Written problem: Print the data from its first line through the line containing "Give the mask", including both ends, reproducing every character without alteration.

Data lines:
_ _ _ _
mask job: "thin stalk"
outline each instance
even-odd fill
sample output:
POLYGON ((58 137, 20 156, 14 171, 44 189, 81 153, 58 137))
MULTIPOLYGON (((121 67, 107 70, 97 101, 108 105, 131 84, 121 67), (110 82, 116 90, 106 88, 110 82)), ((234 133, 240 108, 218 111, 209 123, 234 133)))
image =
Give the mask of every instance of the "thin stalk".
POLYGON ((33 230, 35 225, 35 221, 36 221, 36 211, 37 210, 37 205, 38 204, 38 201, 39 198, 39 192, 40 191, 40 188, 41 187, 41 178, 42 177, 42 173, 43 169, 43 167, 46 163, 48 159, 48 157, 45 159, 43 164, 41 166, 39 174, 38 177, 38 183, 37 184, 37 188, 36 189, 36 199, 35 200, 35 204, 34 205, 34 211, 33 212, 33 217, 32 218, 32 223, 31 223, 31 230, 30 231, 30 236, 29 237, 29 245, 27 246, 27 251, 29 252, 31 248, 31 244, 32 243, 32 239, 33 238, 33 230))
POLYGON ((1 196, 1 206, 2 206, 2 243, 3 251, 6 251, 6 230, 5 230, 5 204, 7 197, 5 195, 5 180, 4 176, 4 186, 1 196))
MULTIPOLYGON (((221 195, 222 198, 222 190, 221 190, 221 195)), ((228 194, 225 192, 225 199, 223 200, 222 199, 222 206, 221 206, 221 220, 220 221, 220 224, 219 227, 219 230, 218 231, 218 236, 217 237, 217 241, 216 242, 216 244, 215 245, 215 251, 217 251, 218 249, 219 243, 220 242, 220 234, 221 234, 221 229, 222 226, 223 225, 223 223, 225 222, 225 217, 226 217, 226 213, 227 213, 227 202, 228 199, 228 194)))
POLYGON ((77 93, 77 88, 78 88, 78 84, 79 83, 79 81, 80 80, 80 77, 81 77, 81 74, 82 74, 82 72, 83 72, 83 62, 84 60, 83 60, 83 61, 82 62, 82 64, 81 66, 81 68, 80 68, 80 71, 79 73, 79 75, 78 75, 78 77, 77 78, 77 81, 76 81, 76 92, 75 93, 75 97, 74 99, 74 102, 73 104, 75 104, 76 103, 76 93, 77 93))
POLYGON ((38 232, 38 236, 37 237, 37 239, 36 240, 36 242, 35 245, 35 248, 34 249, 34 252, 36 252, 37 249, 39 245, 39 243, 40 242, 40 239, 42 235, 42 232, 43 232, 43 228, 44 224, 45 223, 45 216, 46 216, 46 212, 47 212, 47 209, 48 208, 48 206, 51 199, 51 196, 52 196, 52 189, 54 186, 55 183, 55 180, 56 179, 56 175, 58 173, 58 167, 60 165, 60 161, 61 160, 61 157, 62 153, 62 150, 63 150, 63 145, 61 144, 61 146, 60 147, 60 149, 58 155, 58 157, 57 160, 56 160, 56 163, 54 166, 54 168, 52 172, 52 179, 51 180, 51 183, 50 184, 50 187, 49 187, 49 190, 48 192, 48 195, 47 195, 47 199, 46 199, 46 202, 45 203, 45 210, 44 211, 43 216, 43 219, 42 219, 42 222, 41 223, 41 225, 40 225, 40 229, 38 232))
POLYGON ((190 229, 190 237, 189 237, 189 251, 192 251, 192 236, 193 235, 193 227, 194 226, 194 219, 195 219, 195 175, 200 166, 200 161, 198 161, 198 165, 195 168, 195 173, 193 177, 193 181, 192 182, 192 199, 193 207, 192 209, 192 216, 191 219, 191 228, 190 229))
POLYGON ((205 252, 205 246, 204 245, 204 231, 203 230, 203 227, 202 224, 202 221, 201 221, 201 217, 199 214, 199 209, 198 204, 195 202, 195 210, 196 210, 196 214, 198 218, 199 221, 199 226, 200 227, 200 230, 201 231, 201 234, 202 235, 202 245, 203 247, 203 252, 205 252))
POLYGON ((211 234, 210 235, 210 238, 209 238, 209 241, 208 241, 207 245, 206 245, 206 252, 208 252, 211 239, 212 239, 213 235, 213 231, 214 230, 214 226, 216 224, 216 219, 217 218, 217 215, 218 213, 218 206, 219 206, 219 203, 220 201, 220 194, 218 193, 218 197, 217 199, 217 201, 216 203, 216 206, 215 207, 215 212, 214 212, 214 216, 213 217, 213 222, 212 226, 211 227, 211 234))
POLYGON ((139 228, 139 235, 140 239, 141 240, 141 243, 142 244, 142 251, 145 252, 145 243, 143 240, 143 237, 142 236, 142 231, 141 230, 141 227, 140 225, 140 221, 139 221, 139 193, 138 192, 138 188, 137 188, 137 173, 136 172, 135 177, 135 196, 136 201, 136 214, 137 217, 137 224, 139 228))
_ _ _ _
Answer for this exercise:
mask job: "thin stalk"
outline each instance
even-odd fill
sample output:
POLYGON ((58 137, 20 156, 14 171, 44 189, 81 153, 58 137))
MULTIPOLYGON (((121 67, 107 70, 97 101, 108 105, 131 84, 121 67), (110 82, 116 90, 106 88, 110 82)), ((234 133, 240 108, 218 111, 209 123, 234 133)))
image =
Give the mask of every instance of the "thin stalk".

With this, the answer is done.